═══ Provided entries ═══

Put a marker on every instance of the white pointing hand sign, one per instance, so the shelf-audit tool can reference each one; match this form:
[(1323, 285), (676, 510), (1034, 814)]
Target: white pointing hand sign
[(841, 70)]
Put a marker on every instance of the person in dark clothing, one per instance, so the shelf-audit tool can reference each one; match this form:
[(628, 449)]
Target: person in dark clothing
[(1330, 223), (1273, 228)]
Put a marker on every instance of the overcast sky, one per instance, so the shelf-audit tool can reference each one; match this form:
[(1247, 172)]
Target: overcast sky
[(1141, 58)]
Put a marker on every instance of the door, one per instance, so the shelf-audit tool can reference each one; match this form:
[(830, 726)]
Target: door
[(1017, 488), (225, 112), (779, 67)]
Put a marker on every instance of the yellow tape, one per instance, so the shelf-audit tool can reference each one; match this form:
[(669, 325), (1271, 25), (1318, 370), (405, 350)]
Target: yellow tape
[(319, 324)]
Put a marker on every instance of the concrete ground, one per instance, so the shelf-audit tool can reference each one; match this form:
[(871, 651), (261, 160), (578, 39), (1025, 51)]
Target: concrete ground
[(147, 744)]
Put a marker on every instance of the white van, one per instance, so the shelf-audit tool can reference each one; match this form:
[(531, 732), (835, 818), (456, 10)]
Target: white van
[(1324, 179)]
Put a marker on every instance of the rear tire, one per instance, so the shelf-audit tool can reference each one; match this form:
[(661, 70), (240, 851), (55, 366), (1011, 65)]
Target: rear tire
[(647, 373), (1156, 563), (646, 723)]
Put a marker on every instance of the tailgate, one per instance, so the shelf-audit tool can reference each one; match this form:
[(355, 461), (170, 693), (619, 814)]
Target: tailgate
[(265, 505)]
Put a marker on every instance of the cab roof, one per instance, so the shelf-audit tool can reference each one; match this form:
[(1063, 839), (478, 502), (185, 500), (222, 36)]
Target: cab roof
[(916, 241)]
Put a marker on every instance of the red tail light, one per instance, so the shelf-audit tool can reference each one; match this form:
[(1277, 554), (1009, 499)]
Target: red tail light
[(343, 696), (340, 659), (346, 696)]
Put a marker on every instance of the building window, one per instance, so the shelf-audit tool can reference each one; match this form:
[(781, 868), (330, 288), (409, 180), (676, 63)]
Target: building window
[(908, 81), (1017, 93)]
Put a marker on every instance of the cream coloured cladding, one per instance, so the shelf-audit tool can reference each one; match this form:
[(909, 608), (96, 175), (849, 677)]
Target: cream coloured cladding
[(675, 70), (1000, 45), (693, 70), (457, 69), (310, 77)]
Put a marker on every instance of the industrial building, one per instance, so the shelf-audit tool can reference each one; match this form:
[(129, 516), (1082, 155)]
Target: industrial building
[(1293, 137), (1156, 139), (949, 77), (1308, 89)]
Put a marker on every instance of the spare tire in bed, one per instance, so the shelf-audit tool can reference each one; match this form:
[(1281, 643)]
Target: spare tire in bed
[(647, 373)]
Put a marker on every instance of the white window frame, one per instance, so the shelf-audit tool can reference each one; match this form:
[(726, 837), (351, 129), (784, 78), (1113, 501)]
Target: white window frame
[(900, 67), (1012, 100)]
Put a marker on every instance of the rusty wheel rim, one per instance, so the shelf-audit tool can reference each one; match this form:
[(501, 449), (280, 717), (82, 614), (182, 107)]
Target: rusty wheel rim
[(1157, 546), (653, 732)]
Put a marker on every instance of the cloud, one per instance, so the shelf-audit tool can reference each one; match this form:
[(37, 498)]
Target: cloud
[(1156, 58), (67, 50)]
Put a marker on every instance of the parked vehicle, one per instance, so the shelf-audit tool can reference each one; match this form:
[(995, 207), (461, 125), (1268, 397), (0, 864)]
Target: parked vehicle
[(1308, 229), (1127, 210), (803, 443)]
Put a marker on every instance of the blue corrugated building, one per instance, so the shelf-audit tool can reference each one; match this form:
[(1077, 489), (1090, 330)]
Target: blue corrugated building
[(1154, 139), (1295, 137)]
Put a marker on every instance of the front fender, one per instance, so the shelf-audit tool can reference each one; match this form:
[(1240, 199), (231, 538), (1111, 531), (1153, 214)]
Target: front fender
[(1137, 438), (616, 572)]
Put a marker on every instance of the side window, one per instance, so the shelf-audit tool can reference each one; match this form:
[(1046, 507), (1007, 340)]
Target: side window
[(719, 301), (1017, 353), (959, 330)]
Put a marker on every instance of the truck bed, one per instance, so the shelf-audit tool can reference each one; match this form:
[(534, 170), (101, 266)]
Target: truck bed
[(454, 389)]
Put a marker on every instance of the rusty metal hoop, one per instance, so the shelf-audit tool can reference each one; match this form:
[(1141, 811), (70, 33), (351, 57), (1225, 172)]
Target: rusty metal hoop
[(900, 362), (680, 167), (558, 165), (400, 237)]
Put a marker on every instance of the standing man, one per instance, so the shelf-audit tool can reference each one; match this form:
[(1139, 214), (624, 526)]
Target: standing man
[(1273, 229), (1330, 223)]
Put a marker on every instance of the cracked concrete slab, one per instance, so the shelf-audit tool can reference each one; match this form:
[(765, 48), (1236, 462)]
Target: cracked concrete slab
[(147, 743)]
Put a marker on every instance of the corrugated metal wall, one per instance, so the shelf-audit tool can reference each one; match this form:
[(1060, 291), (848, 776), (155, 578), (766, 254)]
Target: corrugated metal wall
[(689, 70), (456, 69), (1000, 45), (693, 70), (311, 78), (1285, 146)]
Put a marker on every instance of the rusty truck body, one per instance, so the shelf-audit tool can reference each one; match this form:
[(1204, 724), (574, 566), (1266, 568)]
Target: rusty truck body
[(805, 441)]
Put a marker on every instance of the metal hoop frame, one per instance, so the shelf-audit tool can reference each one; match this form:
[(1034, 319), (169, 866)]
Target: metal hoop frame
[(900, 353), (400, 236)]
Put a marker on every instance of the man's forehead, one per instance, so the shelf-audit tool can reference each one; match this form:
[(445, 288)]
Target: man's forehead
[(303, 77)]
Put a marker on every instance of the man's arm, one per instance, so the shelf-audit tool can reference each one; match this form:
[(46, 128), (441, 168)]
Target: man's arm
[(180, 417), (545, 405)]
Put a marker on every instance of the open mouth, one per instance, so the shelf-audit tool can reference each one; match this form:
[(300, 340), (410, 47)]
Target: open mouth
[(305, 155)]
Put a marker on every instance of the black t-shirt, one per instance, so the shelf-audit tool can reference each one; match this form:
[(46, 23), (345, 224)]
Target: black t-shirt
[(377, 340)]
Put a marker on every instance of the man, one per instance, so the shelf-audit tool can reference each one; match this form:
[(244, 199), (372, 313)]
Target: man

═══

*Task to carry out*
Render all of the material above as a numbered list, omitting any blank lines.

*Answer*
1. Put a marker on every instance of the white pointing hand sign, one per instance, so the shelf-audit tool can reference each one; match this form:
2. [(1323, 285), (676, 510), (1034, 814)]
3. Target: white pointing hand sign
4. [(841, 70)]
5. Put a marker on every instance of the person in dark clothing, one per instance, so the shelf-audit tool can reference each one; match this form:
6. [(628, 449)]
7. Target: person in dark clothing
8. [(1330, 223), (1273, 228)]
9. Put a marker on every instance of the overcast sky, one per instance, so the shelf-audit tool can reference each one; match this form:
10. [(1247, 172)]
11. Target: overcast sky
12. [(1141, 58)]
13. Put a marker on every instance of the door, one per instance, so the shelf-audit tool can reference each one; match this form:
14. [(830, 726)]
15. Target: door
16. [(1017, 488), (225, 112), (779, 67)]
17. Put a marker on every instance of the yellow tape, one per instance, so the shelf-audit tool can reference each one; match this form:
18. [(669, 325), (1271, 25), (1318, 370), (405, 350)]
19. Target: yellow tape
20. [(319, 324)]
21. Put a marker on every instance of the concrete ground, one per instance, so the shelf-audit tool can reference each one; match this form:
22. [(871, 651), (261, 160), (578, 39), (1025, 51)]
23. Target: concrete ground
24. [(147, 744)]
25. Put a marker on every instance of the white van, one per instance, so the shelf-audit tool can reference each one; match this form:
26. [(531, 732), (835, 818), (456, 10)]
27. Target: white van
28. [(1324, 179)]
29. Put a marker on every instance of the rear tire, one per instance, so the shelf-audit tool can reference each one; match this form:
30. [(661, 70), (240, 851), (55, 366), (1011, 65)]
31. Target: rear tire
32. [(647, 373), (1156, 563), (646, 723)]
33. Put a marker on every instance of the tailgate, one per instance, so the shelf-audit tool can reference each one; match this form:
34. [(355, 461), (170, 693), (619, 814)]
35. Target: tailgate
36. [(265, 505)]
37. Put a marker on every instance of the cab roof, one per instance, so the shelf-audit tool can reference each one; match this form:
38. [(1063, 839), (478, 502), (185, 500), (222, 36)]
39. Target: cab roof
40. [(916, 241)]
41. Put a marker on every instance of the red tail light, one per instance, so the shelf-audit tool can reference each one; match this form:
42. [(1277, 554), (1009, 499)]
43. Target: red tail light
44. [(343, 696), (340, 659), (346, 696)]
45. Put a marker on every instance of the building window, one per instance, so the shelf-audit tool can reference each one; match this form:
46. [(781, 868), (330, 288), (409, 180), (676, 63)]
47. Target: building window
48. [(908, 81), (1017, 93)]
49. Put a marker on every instance of the cream coloured cladding, one per instance, so the shelf-audit tool can reference each one; match this form:
50. [(909, 608), (96, 175), (849, 677)]
51. Target: cream coloured cladding
52. [(675, 70), (1000, 45), (693, 70), (457, 69), (310, 77)]
53. Put a marker on every instance of the industrial building, one per instance, so the shelf-audit tool can reference each one; match this form:
54. [(129, 516), (1082, 155)]
55. Target: industrial building
56. [(1293, 137), (1156, 139), (949, 77), (1308, 89)]
57. Put a marker on every instance of the spare tire in bed, one per instance, so the shelf-audit tool can reference each one; match this form:
58. [(1281, 643)]
59. Target: spare tire in bed
60. [(647, 373)]
61. Put a marker on every instance of the white window frame, one per instance, so the shelf-audit tool can reference each one; match this form:
62. [(726, 837), (351, 129), (784, 78), (1113, 501)]
63. Target: white window frame
64. [(900, 67), (1012, 100)]
65. Put a marker on every instance of the rusty wheel rim, one per instance, so the shelf-audit tool can reference each one; match this form:
66. [(501, 449), (280, 717), (82, 614), (182, 107)]
67. Target: rusty wheel rim
68. [(1157, 546), (653, 732)]
69. Put a marker on every instance of the cloud, one per instance, so the shelf-audit tool can reference each one; match this form:
70. [(37, 498)]
71. Target: cloud
72. [(1156, 58), (67, 50)]
73. Put a marker on every instance of the parked vehicle, one per instance, so the shelf-audit tool can reference each one; match this form:
74. [(995, 207), (461, 125), (1268, 397), (0, 864)]
75. Target: parked vehicle
76. [(1308, 229), (1127, 210), (803, 443)]
77. Put a marker on every instance of the blue corrugated building, one per instance, so the shelf-audit tool can reference each one; match this form:
78. [(1077, 489), (1090, 330)]
79. Target: blue corrugated building
80. [(1154, 139), (1295, 137)]
81. Put a marker on every instance of the front fender, one per instance, so the shelf-audit tool can reference each one; match this form:
82. [(1240, 199), (231, 538), (1111, 531), (1153, 214)]
83. Target: front fender
84. [(1137, 438), (616, 572)]
85. Put a marker on every instance of the side window, one per instance, so the shelf-audit tool can reference each one; match this form:
86. [(1046, 507), (1007, 340)]
87. Target: side window
88. [(719, 301), (1017, 353), (959, 330)]
89. Put a marker on every instance of the truck bed, one per instance, so the shelf-audit tool can reference each one; match this form:
90. [(534, 170), (101, 266)]
91. Target: truck bed
92. [(454, 389)]
93. Put a marker on every instance of the rusty metal hoop, one per instance, so the shelf-audit tool can reference each one; match this form:
94. [(1141, 811), (70, 33), (351, 57), (1225, 172)]
95. Target: rusty metal hoop
96. [(900, 362), (680, 167), (558, 165), (400, 237)]
97. Put a marker on every instance of the standing man, one per instance, so the shelf-audit tool can reference each one; match this form:
98. [(1139, 214), (624, 526)]
99. Target: standing man
100. [(1273, 229), (1330, 223)]
101. Put a marker on every instance of the cracked concrete slab, one per instance, so the shelf-audit tool can reference each one; match this form:
102. [(765, 48), (1236, 462)]
103. Target: cracked concrete slab
104. [(147, 743)]
105. Put a marker on every instance of the corrugated metal wall, one per instance, so the shelf-audit tool can reference each one; match this form:
106. [(1060, 291), (848, 776), (155, 578), (766, 254)]
107. Target: corrugated metal wall
108. [(689, 70), (456, 69), (1000, 45), (693, 70), (311, 78), (1285, 146)]
109. Put a marker on every instance of the rusty truck body, one per instance, so the shelf-audit tool can reference each one; match this form:
110. [(1204, 724), (574, 566), (1266, 568)]
111. Target: rusty truck body
112. [(805, 441)]
113. Put a marker on every instance of the metal hoop frame, one per instance, so the shelf-audit tool can reference each one; match this form:
114. [(1034, 319), (169, 866)]
115. Target: metal hoop frame
116. [(900, 353), (400, 236)]
117. Put a marker on every instance of the man's forehead, one per instance, so the shelf-audit tool can reference each one; match this form:
118. [(445, 288)]
119. Target: man's forehead
120. [(303, 77)]
121. Put a marker on every instance of the man's arm, one per instance, so the shelf-audit tool can reference each one; match this form:
122. [(46, 128), (441, 168)]
123. Target: man's arm
124. [(180, 417), (545, 405)]
125. Put a marker on every instance of the open mouth, one per instance, so the shelf-audit tool can reference each one; match this form:
126. [(300, 340), (410, 47)]
127. Target: open mouth
128. [(305, 155)]
129. Put a marker on every instance of the black t-shirt, one per instance, so the shelf-audit tool can reference each one; match this form:
130. [(46, 23), (345, 224)]
131. Target: black t-shirt
132. [(377, 340)]
133. Put a marker on every instance of the man, one per instance, so the shelf-audit tool can reference each one; match this form:
134. [(244, 199), (372, 313)]
135. Target: man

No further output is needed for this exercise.